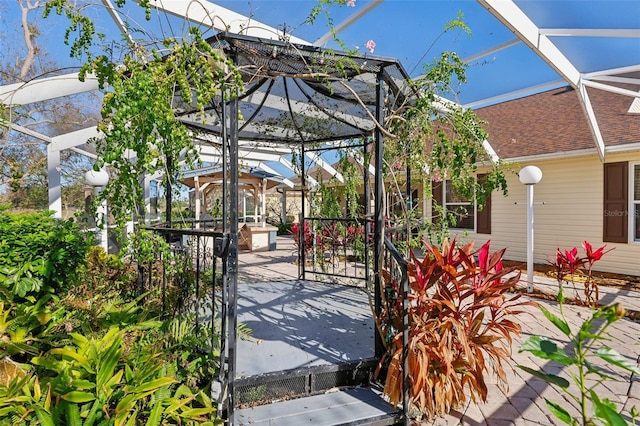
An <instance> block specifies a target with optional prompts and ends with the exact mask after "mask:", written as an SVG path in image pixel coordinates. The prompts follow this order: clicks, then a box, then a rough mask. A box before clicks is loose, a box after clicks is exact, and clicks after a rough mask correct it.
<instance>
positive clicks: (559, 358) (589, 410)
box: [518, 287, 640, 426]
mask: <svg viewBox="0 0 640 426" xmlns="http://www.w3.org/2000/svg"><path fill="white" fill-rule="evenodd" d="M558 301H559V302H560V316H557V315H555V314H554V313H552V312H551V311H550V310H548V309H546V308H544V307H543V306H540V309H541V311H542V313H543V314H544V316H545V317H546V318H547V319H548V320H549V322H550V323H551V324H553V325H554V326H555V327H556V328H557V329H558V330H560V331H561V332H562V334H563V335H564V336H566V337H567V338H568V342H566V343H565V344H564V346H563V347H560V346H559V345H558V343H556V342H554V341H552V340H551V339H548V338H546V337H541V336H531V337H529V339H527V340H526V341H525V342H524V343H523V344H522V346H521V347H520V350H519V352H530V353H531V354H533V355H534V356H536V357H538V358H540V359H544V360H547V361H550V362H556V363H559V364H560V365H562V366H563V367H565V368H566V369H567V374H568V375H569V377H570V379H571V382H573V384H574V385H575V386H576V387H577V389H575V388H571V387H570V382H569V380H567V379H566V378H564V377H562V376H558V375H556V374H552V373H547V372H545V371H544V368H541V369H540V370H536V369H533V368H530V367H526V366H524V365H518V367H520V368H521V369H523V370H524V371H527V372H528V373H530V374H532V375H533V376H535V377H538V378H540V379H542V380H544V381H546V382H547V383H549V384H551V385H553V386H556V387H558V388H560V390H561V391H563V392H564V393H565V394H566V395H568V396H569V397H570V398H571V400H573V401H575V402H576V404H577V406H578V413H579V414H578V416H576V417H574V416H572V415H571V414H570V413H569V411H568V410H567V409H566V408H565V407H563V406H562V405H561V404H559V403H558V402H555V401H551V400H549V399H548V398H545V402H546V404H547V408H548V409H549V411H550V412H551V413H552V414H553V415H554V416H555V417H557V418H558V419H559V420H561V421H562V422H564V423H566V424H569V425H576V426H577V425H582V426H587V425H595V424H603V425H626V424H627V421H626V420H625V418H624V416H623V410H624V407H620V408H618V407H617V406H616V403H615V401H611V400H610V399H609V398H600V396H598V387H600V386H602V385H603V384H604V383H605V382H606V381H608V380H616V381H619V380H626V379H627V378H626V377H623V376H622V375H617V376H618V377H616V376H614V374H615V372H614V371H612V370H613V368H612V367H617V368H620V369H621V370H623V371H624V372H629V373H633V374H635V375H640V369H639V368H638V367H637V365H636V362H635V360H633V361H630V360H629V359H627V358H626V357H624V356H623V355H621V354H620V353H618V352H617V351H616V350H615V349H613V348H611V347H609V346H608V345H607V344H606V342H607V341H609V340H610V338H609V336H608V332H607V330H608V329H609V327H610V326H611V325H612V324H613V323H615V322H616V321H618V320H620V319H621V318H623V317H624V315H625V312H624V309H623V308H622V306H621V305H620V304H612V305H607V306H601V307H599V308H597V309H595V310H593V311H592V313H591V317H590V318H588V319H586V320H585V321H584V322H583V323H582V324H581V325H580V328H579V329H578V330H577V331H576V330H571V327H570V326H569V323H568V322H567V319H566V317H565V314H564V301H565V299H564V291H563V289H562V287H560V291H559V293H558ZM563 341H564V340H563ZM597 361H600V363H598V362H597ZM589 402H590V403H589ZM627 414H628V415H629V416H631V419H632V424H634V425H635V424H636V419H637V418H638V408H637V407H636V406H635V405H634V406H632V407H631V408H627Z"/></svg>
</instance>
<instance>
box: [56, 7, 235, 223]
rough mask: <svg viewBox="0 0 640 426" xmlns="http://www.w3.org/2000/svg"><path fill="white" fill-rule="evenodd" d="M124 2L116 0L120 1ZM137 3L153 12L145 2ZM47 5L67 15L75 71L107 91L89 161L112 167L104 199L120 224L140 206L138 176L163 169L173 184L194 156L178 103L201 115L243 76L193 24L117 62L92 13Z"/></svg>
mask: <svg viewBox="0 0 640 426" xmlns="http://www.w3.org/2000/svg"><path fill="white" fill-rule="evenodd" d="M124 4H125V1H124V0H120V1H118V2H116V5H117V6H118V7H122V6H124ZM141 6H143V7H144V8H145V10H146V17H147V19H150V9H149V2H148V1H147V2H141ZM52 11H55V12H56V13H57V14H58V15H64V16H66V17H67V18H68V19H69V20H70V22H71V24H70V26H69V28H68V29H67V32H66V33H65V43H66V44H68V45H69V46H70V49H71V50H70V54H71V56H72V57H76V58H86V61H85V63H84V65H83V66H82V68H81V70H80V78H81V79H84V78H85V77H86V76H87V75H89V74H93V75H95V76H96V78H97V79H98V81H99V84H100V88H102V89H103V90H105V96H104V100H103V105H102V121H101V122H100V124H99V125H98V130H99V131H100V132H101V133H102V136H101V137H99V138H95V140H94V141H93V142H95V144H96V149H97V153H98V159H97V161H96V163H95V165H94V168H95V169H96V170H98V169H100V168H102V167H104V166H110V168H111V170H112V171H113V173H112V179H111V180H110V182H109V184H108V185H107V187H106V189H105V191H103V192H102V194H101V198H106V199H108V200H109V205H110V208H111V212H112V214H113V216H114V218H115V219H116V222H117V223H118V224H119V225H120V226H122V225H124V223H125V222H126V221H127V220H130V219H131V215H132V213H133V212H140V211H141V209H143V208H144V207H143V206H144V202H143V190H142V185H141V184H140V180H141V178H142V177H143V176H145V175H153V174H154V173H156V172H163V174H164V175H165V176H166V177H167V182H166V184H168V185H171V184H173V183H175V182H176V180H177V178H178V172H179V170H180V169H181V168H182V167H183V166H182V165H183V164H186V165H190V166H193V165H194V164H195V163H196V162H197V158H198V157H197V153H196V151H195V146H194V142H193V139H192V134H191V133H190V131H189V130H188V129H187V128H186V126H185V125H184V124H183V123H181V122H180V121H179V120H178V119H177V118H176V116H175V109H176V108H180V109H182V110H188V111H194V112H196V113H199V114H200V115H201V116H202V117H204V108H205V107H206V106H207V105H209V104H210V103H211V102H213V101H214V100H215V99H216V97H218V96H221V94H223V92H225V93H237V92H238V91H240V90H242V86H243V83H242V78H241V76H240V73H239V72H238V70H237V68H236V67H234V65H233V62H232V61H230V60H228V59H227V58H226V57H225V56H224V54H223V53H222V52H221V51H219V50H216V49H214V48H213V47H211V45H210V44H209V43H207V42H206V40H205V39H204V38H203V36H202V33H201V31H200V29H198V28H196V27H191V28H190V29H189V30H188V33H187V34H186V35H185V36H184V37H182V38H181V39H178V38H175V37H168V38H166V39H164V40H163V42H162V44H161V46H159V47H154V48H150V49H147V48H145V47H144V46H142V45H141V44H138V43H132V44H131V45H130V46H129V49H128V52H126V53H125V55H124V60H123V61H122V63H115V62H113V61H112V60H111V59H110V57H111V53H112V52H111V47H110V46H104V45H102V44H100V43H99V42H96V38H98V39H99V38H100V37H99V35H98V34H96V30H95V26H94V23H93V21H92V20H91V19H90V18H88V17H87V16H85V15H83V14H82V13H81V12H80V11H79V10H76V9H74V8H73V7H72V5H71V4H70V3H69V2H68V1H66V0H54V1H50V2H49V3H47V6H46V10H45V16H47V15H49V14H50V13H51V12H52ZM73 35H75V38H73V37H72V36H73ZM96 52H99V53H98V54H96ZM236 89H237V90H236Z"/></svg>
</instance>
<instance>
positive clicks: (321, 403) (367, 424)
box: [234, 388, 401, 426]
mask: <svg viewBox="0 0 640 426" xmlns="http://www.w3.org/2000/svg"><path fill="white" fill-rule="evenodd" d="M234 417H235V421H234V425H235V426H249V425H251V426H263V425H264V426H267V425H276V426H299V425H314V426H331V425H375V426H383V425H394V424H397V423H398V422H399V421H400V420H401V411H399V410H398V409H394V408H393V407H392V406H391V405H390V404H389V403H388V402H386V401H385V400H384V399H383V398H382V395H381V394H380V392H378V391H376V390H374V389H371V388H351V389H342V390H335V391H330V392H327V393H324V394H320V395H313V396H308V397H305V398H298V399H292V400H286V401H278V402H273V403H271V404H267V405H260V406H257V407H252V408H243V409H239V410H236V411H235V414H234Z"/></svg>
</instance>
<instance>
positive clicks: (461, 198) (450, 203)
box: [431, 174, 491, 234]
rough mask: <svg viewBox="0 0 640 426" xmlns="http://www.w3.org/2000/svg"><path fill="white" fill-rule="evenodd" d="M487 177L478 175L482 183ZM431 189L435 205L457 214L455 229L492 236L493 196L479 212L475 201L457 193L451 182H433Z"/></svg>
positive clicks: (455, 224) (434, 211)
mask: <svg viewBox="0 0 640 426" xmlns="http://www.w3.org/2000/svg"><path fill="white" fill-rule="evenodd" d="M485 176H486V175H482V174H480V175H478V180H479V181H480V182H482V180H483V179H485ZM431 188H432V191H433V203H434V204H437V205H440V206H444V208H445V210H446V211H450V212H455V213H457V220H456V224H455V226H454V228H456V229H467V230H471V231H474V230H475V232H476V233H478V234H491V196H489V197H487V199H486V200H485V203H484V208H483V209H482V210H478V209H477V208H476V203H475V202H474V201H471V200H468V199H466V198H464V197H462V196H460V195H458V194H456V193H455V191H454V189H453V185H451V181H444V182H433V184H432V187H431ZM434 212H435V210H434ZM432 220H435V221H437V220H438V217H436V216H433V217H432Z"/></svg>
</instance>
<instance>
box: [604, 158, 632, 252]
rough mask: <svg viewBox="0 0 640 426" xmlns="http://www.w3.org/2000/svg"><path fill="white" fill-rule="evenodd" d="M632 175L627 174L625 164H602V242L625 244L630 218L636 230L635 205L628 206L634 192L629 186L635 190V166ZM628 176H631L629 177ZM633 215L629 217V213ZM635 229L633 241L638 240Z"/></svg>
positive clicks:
--
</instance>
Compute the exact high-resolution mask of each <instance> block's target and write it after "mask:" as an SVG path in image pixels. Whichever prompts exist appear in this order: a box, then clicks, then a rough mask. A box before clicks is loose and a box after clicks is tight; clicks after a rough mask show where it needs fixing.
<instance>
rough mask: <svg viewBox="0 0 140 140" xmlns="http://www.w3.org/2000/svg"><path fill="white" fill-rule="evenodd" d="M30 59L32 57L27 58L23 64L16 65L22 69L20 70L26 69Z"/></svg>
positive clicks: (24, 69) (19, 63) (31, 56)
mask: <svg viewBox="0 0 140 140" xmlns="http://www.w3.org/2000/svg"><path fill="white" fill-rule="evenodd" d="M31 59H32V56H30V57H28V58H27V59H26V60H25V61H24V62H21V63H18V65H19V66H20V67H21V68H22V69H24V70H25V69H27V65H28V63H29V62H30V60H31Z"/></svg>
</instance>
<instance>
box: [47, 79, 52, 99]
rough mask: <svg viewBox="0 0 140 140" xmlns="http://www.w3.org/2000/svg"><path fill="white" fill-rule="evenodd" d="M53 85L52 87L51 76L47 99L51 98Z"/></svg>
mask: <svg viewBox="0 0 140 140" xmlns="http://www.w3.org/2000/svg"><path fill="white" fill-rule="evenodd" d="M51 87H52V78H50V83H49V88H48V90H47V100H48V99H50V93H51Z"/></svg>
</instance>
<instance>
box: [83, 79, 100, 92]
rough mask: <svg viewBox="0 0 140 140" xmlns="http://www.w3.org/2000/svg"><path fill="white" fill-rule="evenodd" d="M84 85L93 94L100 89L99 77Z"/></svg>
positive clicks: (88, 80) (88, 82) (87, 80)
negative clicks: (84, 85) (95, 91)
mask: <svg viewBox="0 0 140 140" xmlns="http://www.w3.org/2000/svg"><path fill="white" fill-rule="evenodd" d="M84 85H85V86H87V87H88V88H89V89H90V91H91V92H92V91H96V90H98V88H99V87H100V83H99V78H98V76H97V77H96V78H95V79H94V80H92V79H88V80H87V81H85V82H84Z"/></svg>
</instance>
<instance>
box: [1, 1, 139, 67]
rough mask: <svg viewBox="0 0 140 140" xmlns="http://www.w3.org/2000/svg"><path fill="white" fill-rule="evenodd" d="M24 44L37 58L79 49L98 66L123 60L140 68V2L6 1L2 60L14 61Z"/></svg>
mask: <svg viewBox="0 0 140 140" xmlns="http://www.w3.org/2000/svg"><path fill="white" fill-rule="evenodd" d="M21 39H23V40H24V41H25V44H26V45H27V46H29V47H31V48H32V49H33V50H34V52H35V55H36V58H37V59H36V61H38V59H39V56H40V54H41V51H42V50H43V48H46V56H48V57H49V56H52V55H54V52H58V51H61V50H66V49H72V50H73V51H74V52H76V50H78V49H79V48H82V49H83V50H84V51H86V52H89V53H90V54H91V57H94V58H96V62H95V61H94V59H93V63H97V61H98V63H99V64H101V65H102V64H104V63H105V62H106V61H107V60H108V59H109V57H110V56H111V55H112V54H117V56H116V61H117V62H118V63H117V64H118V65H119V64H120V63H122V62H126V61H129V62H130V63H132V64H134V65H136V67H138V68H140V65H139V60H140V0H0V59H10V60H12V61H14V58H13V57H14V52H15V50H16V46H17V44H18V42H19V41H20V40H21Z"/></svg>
--
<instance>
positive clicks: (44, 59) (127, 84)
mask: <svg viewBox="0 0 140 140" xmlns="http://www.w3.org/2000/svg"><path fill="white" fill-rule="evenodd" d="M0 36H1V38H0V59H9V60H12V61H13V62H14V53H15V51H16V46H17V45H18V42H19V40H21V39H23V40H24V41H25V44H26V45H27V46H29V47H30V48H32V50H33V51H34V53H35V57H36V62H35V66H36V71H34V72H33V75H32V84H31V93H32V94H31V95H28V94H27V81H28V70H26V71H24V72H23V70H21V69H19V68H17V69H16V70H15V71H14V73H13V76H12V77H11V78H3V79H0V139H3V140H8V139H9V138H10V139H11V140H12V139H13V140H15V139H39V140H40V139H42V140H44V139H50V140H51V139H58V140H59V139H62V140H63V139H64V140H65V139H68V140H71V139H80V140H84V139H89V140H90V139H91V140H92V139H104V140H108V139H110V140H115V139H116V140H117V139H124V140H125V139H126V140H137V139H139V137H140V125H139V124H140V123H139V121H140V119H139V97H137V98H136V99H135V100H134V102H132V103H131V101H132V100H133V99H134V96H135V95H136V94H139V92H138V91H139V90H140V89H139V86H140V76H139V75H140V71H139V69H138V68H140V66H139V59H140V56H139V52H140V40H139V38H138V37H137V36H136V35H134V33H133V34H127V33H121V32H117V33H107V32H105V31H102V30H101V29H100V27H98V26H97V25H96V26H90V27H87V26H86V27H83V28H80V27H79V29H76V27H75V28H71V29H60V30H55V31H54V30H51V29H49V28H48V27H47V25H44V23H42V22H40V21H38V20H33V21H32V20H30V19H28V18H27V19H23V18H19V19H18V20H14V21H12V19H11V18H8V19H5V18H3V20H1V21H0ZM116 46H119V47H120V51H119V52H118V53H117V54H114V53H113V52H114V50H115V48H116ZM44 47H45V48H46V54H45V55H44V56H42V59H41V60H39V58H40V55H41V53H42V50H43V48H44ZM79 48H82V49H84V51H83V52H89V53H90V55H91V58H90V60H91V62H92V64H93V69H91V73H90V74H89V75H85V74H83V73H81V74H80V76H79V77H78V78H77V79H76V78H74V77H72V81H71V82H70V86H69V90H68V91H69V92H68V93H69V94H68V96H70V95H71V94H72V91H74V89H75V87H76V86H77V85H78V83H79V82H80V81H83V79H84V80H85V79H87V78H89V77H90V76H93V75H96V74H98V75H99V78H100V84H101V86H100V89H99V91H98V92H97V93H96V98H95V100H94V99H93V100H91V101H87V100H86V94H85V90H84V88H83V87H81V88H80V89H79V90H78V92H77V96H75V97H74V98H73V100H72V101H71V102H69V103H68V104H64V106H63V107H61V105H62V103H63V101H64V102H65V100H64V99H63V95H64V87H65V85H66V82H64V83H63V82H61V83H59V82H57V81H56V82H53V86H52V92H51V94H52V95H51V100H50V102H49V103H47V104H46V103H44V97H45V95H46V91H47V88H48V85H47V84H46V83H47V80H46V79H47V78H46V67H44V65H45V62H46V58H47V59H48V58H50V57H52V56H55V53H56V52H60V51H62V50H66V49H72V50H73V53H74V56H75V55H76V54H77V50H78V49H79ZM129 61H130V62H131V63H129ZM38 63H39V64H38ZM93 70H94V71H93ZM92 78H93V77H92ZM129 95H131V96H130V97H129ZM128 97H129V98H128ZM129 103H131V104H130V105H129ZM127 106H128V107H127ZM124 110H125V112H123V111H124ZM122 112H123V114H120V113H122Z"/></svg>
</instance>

• Work required:
From the material above, set down exactly the lines starting at the one with "An <instance> block" and ending at the one with "positive clicks: (559, 358) (589, 410)", end lines included.

• Solved problem:
An <instance> block specifies a target with optional prompts and ends with the exact mask after "mask:", written as an SVG path in image pixel coordinates. The prompts follow this order: clicks, then a box, then a rough mask. A box before clicks is loose, a box after clicks is exact, and clicks after a rough mask correct it.
<instance>
positive clicks: (559, 358) (589, 410)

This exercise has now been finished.